**To be done**
1) In the Lesotho High Court judgment extract, what name does annexure "MA1" give for the deceased?
2) Continue the Lesotho High Court judgment from the point where the extract ends.

**Extract provided**
CIV/APN/4/95
IN THE HIGH COURT OF LESOTHO
In the matter between:
MALITHLARE ABRAHAMS APPELLANT
VS
KHOJANE ABRAHAMS 1ST RESPONDENT
MATRON - MAFETENG 2ND RESPONDENT
JUDGMENT
Delivered by the Honourable Mr. Justice W.C.M. Maqutu, on the 9th day of January, 1995
On the 5th January, 1995 Mr. Phoofolo for Applicant brought the following application (framed in the following terms) as a matter of urgency:
That a Rule Nisi, returnable on a date and time to be determined by this Honorable Court, be issued calling upon the Respondents to show cause, if any, why
the periods of notice and forms of service of processes presented by the Court rules shall not be dispensed with on the ground of the urgency of this application
Declaring the Applicant the sole heiress of the deceased and the only person entitled to determine the deceased's burial place
Interdicting the 1st Respondent from removing and burying the deceased at any place other than the one determined by the Applicant herein
Interdicting the 2nd Respondent from releasing the body of the deceased to any other person other than Applicant pending finalisation of this
3
application
Granting Applicant further and/ or alternative relief
Directing the 1st Respondent to pay costs of this application
That prayer 1 (b) and (c) operate with immediate effect as interim orders."
This application was refused and I promised to file my reasons later.
The facts as stated by the Applicant are as follows:-
The Applicant is claiming the right to bury her late husband whose names are not stated, but according to annexure "MA1" the deceased's name was Albert Abrahams.
There is no marriage certificate except the affidavit of Harebatho Musa to the effect he
4
recalls Angelina Moholobela and Albert Abrahams married at Teyateyaneng in 1953. Harebatho Musa's means of knowing is that Albert Abrahams is his uncle (his mother's younger brother).
The marriage by Basotho custom is alleged to have taken place in 1953. The marriage is said to have been solemnized at the AME Church, TY in 1976. Applicant claims Harebatho 'Musa's affidavit is a marriage certificate. We have already seen that this affidavit is not a marriage certificate. Harebatho 'Musa's affidavit only refers to a marriage entered into in 1953 and does not deposed to the solemnisation of the marriage in 1976.
Applicant states that her deceased husband married one Makhojane by custom around 1943. First Respondent Khojane a male child was born of that marriage. Deceased divorced Makhojane and was awarded custody of their child Khojane.

**Supplied information**
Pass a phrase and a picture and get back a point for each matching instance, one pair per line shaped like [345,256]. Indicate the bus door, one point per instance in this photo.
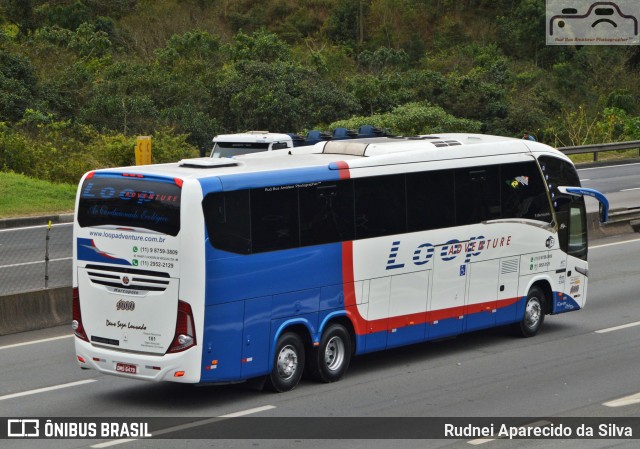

**Exercise responses**
1) Albert Abrahams.

2)
There are two children born of the marriage
5
between Deceased and Applicant namely:
Mokhantsi - a girl born in 1955, and Sophy - a girl born in 1955.
Deceased died on the 24th December, 1994 in Mafeteng where he was a herbalist. Their cohabitation was never interrupted, therefore
Applicant and Deceased remain husband and wife.
Applicant (as the widow of the Deceased) wants to bury Deceased at Ha Nkalimeng in the Berea district. First Respondent as the first male issue of the Deceased wants to bury the Deceased at Lithakong in the Berea district. Lithakong is the parental home of Deceased.
Both applicant and First Respondent want to bury Deceased on 7th January, 1995 but at different places.
When it comes to the burial of a deceased person it is not unusual to have competing claims of the right to bury.
6
The deceased may have friends and relatives in differing degrees of relationship all wanting to bury the deceased. When these people
cannot agree, then a dispute arises which has to be settled by the courts.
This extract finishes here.